勘定科目とは?仕訳の科目一覧やポイント、必要な理由を解説

勘定科目とはなにかについて解説しています。仕訳に必要な勘定科目のリスト一覧や必要な理由、5つの取引グループについてや基本的なルールも紹介しています。経理や会計を担当する方に必須な知識である勘定科目について調べている方は参考にしてください。

勘定科目とは

勘定科目とは

勘定科目とは、日々の企業活動で発生する取引内容を分類・記録するための科目です。

 

たとえば、会社の水道代は「水道光熱費」、チラシの作成代は「広告宣伝費」の勘定科目を使います。

 

勘定科目を使うことで、お金の流れを取引の種類ごとに把握することになります。

 

5つの取引グループに分けられる

勘定科目は、大きく5つの取引グループに分けられます。

 

財務諸表の貸借対照表を構成する「資産」「負債」「純資産」と、損益計算書を構成する「収益」「費用」です。それぞれの概要は以下の通りです。

 

グループ内容主な勘定科目
資産企業が有する財産で、利益を生む価値があるもの現金、売掛金、建物など
負債企業が有する財産で、将来的に返済または放棄の義務があるもの買掛金、支払手形、借入金など
純資産資産から負債を差し引いた額資本金、新株予約権など
収益商品やサービスの提供で発生した収入売上、受取利息、雑収入など
費用事業 活動のなかで発生した経費給与、仕入、広告宣伝費など

 

勘定科目が必要な理由

勘定科目が必要な理由

勘定科目は、各期の財務諸表(貸借対照表、損益計算書など)を作成するために必要です。

 

財務諸表の作成は項目ごとの勘定科目を集計して合計額を算出するため、取引内容については勘定科目を使って仕訳し、記録しなければなりません。仕訳した内容は法人税や消費税などの税金計算にも利用します。

 

どの科目に費用が多くかかっているのか、どのくらいの収入が見込めるのかが明確になれば、今後の目標や財務上の問題点が分析できます。

 

主な勘定科目のリスト一覧

主な勘定科目のリスト一覧

主な勘定科目を、取引グループごとに紹介します。

 

ここでは一般的な勘定科目の紹介となるため、企業によっては使用ルールが異なる場合がある点はご留意ください。

 

「資産」に分類される勘定科目

資産に分類される主な勘定科目は以下の通りです。

 

勘定科目内容
現金現金
預金当座預金、普通預金、定期預金など
受取手形約束手形や為替手形など、取引のなかで受け取った手形
売掛金商品やサービスの販売代金で未収のもの
短期貸付金取引先や従業員、関係会社への貸付金
仮払金旅費交通費や交際費などを、従業員に前もって支払ったもの
立替金取引先や従業員に対する一時的な立替金(社会保険料の立替払いなど)

★ ★ ★ ★

- **課題**: 勘定科目の解説文を、最後に示された行の後から書き継ぐこと。

[保存された記録]
★ ★ ★ ★

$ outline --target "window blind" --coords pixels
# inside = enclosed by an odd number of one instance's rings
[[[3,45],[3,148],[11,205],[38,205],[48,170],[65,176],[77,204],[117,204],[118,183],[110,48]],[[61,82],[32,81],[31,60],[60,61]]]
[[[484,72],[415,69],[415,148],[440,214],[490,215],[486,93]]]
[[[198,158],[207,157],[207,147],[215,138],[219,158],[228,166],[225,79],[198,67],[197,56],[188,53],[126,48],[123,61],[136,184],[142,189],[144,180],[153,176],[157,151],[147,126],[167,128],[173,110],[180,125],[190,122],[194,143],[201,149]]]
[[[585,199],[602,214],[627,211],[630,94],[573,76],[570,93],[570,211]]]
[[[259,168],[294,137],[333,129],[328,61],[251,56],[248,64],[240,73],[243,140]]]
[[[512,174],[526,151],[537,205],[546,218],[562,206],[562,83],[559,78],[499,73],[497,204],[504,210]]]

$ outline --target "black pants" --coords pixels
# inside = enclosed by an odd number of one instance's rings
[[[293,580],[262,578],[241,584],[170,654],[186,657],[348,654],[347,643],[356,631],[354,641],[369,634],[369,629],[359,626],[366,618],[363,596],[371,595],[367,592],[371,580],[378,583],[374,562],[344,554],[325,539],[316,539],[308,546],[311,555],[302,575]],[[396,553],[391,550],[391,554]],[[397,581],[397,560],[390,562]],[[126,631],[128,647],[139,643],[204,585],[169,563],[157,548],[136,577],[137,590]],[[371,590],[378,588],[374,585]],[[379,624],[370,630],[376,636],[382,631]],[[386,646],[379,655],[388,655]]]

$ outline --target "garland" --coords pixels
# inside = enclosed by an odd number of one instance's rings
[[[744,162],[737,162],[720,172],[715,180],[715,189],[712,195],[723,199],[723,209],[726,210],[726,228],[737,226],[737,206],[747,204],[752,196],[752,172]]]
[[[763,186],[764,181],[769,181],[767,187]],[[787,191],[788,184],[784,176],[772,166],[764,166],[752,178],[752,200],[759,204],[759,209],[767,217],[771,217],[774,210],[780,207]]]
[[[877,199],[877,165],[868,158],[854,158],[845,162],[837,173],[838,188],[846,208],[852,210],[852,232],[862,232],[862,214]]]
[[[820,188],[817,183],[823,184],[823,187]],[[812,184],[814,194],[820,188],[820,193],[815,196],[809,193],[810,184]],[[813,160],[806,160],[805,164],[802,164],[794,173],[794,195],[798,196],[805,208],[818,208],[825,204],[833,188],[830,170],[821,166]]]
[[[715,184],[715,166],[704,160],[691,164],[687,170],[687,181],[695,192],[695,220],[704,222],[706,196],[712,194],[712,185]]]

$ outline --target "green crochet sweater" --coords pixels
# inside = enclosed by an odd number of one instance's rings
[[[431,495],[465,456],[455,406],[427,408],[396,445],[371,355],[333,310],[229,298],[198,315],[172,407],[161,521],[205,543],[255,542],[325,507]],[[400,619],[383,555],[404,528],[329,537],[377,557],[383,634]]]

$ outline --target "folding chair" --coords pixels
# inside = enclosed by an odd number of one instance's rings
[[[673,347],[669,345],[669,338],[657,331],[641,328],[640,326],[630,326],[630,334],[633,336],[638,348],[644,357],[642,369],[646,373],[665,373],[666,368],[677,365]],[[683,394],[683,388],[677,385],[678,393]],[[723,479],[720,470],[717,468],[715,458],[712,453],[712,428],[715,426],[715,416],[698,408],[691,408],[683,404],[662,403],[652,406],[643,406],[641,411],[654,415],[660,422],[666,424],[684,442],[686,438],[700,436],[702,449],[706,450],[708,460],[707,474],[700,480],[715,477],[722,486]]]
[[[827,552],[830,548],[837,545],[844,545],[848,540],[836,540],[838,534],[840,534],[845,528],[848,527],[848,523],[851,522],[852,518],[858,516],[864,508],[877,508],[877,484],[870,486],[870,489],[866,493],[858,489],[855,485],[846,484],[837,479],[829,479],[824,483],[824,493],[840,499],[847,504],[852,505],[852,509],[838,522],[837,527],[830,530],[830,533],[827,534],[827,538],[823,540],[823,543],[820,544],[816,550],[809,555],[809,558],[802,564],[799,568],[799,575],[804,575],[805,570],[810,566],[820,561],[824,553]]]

★ ★ ★ ★

- **課題の結果**:
建物企業が事業用に有する建物(事務所、工場、社宅など)
土地企業が事業用に取得した土地
機械装置事業で必要な製造設備全般(ベルトコンベアー、クレーンなど)
車両運搬具企業が有する車両(トラック、バス、車など)
開業費開業準備にかかった費用

 

「負債」に分類される勘定科目

負債に分類される主な勘定科目は以下の通りです。

 

勘定科目内容
支払手形支払いのために発行した約束手形や為替手形
買掛金原材料や商品の購入費用のうち後払いのもの
前受金取引が完了する前に受け取った代金(手付金、内金など)
短期借入金銀行や親会社からの借入金(返済期限が1年以内のもの)
長期借入金銀行や親会社からの借入金(返済期限が1年超のもの)
預り金従業員や取引先から預かり、後日返金または代行支払いをする一時的な預り金(所得税、社会保険料、住民税など)

 

「純資産」に分類される勘定科目

純資産に分類される主な勘定科目は以下の通りです。

 

勘定科目内容
資本金会社の設立や増資のための資金(株主からの出資金)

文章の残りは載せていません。